- [Passage to read]:

Stress Management Tip 'Reduce Stress in the Workplace
Feeling stress in the work place is a very common issue in many organisations both large and small. For workers, the result of such stress is reduced job satisfaction. In extreme cases this can degenerate further into physical and psychological symptoms such as muscular aches and pains, weakened immunity, irritability and depression to name a few. This ultimately leads to feeling burnt out. For the organisation, there is also an impact. Firstly a worker that is suffering from stress and burn out will typically be quite unproductive because of absenteeism and/or less than satisfactory job performance. The impact on the organisation will also vary depending on the type of role the worker engages in. For example a stressed out salesman who develops a detachment towards clients can potentially affect the public perception of the organisation. Similarly a stressed out worker involved in producing goods will not produce anywhere near his/her optimal output. There can also be an indirect impact on other fellow co-workers due to lower morale.
Before one can look at how to deal with workplace stress, it is important to look at the various sources of such stress. Stress will be either due to personal reasons or because of workplace issues. Personal stress can include anything unrelated to the actual workplace such as relationship issues, family conflicts, financial concerns etc. Workplace stresses will be based on either the nature of the job itself or the nature of the organisation or both. The job itself may be too much of a load for the one person due to either lack of resources (people and equipment) or time. There may be some form of ambiguity as to what the actual role of the job is exactly. From an organisational perspective, there may be simply low morale due to downsizing and cost cutting. The management of the organization may also be perceived as not treating their workers fairly. Or perhaps the actual conditions of the workplace are below an acceptable standard.

- [Provided data]:

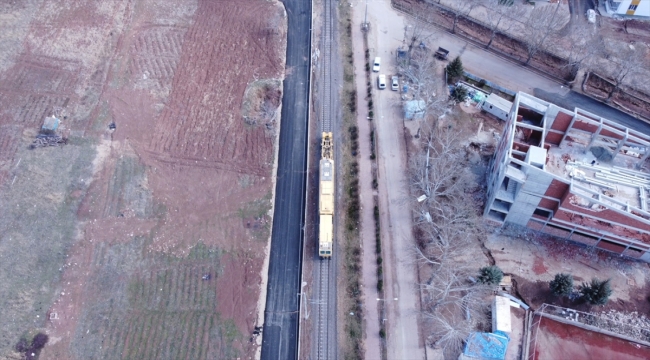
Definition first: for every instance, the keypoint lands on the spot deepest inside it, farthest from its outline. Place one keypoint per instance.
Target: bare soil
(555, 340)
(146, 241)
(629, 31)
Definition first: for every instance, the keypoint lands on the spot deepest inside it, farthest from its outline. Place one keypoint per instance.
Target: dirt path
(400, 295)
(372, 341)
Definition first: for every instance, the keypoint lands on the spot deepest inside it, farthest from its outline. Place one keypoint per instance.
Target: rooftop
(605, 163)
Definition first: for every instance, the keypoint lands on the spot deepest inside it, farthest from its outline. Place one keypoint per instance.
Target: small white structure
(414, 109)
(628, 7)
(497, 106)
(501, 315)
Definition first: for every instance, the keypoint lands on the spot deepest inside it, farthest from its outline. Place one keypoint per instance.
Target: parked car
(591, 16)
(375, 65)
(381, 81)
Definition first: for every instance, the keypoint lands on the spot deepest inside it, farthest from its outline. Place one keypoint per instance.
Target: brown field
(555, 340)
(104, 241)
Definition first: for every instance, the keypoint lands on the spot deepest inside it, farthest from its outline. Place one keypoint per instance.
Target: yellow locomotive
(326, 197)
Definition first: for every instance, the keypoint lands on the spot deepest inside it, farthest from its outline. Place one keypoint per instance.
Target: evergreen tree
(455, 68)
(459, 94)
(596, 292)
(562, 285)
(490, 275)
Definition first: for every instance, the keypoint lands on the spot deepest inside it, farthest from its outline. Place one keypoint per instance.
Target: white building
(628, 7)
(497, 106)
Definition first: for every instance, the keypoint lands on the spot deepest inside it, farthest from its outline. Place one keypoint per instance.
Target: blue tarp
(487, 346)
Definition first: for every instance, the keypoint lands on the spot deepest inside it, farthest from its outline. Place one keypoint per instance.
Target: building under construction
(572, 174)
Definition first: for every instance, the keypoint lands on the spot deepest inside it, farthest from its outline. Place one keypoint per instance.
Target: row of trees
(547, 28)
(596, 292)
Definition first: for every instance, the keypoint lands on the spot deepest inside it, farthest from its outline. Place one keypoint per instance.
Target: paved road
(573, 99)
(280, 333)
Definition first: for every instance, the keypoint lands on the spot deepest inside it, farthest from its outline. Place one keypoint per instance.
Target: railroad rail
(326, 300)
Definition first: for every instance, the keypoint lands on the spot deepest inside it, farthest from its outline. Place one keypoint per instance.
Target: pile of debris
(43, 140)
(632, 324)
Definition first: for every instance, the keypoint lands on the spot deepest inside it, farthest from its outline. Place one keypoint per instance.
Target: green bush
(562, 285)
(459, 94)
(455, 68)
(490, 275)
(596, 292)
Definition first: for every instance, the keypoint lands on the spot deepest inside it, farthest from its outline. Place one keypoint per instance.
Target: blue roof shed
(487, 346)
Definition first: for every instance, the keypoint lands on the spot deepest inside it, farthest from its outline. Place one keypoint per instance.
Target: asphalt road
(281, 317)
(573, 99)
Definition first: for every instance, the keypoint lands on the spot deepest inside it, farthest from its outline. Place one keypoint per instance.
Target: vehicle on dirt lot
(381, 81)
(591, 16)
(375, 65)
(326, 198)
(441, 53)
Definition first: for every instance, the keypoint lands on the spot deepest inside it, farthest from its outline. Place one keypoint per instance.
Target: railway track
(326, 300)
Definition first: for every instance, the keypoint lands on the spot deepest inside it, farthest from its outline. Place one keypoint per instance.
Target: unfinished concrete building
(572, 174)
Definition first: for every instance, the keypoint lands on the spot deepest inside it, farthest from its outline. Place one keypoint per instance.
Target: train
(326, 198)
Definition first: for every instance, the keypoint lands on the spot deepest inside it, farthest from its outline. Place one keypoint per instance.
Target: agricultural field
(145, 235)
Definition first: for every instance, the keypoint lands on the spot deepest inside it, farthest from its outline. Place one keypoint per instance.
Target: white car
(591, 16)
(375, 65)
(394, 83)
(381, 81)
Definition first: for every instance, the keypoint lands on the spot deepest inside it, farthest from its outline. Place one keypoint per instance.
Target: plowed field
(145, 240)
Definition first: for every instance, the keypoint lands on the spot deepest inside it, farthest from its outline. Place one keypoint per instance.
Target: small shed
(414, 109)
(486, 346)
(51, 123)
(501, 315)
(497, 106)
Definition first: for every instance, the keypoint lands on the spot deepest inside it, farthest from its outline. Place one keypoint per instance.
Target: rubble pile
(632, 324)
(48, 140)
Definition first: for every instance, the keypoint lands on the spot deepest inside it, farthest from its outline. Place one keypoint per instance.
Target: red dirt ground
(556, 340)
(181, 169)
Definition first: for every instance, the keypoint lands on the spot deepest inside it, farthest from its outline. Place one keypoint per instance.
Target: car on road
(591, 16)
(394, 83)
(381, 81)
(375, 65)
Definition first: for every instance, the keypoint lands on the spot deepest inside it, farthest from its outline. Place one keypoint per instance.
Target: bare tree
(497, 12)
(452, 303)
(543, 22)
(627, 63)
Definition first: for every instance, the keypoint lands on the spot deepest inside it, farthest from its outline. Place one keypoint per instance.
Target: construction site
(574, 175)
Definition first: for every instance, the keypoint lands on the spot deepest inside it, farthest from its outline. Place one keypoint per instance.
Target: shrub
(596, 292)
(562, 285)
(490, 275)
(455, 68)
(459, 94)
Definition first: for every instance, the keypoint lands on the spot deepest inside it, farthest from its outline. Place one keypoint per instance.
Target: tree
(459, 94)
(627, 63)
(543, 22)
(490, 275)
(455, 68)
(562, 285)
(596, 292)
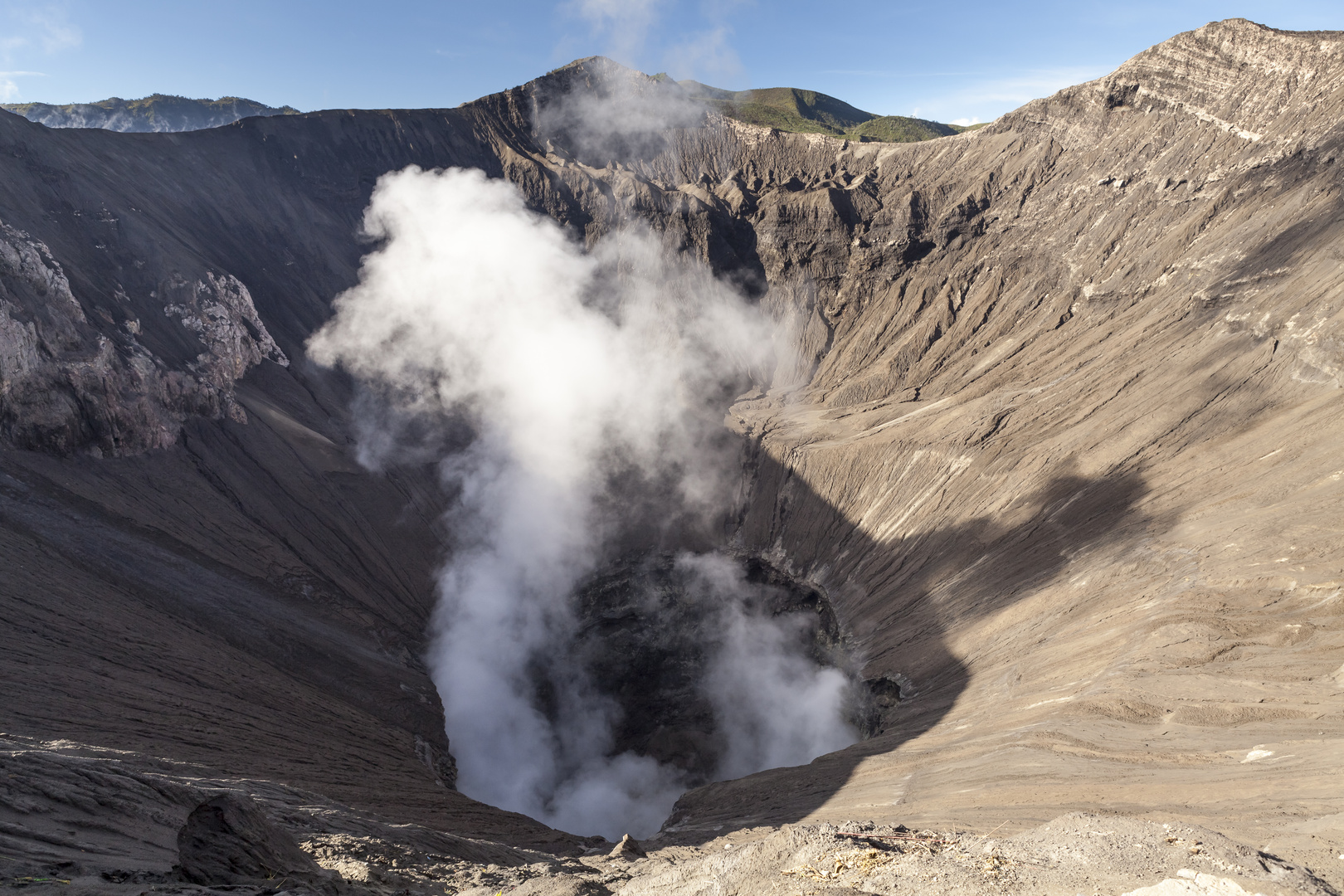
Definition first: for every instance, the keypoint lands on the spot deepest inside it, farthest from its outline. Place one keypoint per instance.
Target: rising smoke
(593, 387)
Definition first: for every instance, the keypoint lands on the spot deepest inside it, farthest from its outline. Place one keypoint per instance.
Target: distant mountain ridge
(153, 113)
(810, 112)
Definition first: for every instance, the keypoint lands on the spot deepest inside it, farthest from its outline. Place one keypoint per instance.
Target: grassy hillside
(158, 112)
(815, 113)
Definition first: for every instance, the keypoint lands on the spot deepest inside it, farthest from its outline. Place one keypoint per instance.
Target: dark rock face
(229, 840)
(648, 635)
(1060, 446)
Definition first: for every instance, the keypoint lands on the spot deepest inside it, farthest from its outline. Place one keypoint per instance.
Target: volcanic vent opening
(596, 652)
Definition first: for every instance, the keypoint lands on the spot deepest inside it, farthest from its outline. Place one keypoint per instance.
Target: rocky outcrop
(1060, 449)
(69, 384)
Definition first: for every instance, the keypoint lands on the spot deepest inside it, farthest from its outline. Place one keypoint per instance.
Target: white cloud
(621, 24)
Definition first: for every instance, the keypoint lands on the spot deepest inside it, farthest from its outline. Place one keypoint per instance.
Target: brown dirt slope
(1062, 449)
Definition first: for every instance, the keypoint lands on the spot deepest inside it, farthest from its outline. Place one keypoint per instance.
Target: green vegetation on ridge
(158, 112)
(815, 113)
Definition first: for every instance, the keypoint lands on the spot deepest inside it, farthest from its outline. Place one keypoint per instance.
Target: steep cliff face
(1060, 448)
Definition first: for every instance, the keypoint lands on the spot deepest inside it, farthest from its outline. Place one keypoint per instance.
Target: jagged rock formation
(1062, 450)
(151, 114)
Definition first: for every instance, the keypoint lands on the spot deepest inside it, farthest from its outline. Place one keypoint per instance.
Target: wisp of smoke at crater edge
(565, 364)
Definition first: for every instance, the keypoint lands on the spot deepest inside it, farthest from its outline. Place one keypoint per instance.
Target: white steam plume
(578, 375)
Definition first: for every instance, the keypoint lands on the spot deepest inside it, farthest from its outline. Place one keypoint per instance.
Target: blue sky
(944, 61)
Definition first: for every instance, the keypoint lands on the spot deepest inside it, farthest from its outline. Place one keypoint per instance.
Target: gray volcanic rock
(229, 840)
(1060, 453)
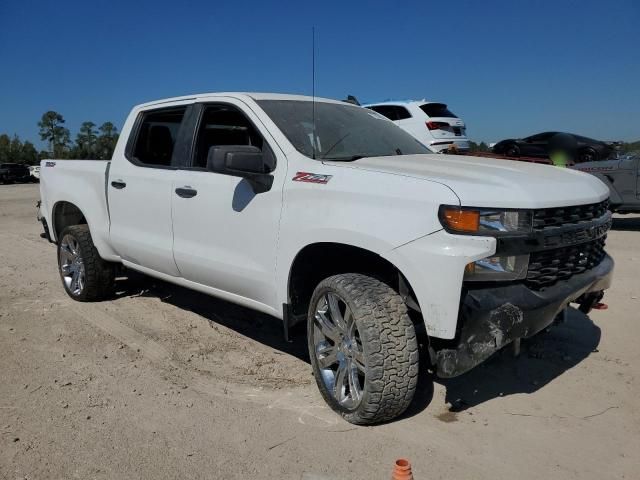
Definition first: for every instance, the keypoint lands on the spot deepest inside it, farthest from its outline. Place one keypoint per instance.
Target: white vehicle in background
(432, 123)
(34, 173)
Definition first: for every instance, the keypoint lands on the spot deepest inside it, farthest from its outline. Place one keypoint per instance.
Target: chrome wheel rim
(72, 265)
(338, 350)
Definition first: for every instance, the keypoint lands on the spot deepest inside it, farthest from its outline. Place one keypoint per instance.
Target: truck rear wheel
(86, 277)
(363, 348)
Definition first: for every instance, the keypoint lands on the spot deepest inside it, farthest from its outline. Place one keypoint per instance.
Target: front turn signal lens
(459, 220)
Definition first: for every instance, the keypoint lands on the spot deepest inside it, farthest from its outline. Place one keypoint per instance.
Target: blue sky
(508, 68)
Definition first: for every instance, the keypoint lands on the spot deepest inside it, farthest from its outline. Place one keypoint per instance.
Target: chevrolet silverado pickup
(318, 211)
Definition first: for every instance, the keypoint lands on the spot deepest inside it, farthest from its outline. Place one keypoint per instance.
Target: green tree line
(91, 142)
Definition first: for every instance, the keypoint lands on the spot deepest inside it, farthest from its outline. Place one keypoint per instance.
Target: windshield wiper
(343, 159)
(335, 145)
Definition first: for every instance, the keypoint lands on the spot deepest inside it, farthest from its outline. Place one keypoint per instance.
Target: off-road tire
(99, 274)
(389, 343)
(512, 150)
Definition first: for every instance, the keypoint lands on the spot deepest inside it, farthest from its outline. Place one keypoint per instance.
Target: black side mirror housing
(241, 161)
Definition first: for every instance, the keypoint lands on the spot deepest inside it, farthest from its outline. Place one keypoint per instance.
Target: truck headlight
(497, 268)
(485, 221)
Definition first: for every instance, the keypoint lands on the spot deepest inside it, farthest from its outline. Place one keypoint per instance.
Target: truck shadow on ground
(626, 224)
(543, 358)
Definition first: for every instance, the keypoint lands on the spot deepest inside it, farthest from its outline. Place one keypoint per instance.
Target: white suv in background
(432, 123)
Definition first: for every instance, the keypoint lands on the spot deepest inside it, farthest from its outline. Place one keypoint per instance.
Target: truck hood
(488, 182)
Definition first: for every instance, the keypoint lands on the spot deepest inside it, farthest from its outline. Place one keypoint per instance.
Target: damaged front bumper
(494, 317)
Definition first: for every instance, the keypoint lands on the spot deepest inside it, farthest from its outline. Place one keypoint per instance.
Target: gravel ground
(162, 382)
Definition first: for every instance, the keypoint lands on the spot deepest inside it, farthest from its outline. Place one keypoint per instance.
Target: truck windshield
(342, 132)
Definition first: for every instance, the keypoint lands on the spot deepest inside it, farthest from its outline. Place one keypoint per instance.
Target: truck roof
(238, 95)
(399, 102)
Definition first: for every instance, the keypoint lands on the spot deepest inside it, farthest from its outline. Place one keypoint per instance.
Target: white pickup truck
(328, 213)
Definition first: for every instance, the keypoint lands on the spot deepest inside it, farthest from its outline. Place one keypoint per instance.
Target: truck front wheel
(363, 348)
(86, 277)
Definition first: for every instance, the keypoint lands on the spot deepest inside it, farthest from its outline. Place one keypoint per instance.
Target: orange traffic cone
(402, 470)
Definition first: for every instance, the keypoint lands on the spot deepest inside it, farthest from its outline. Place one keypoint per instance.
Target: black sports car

- [Exercise instructions]: According to the workplace stress article, what is the result of workplace stress for workers?

- [Solution to the problem]: Reduced job satisfaction.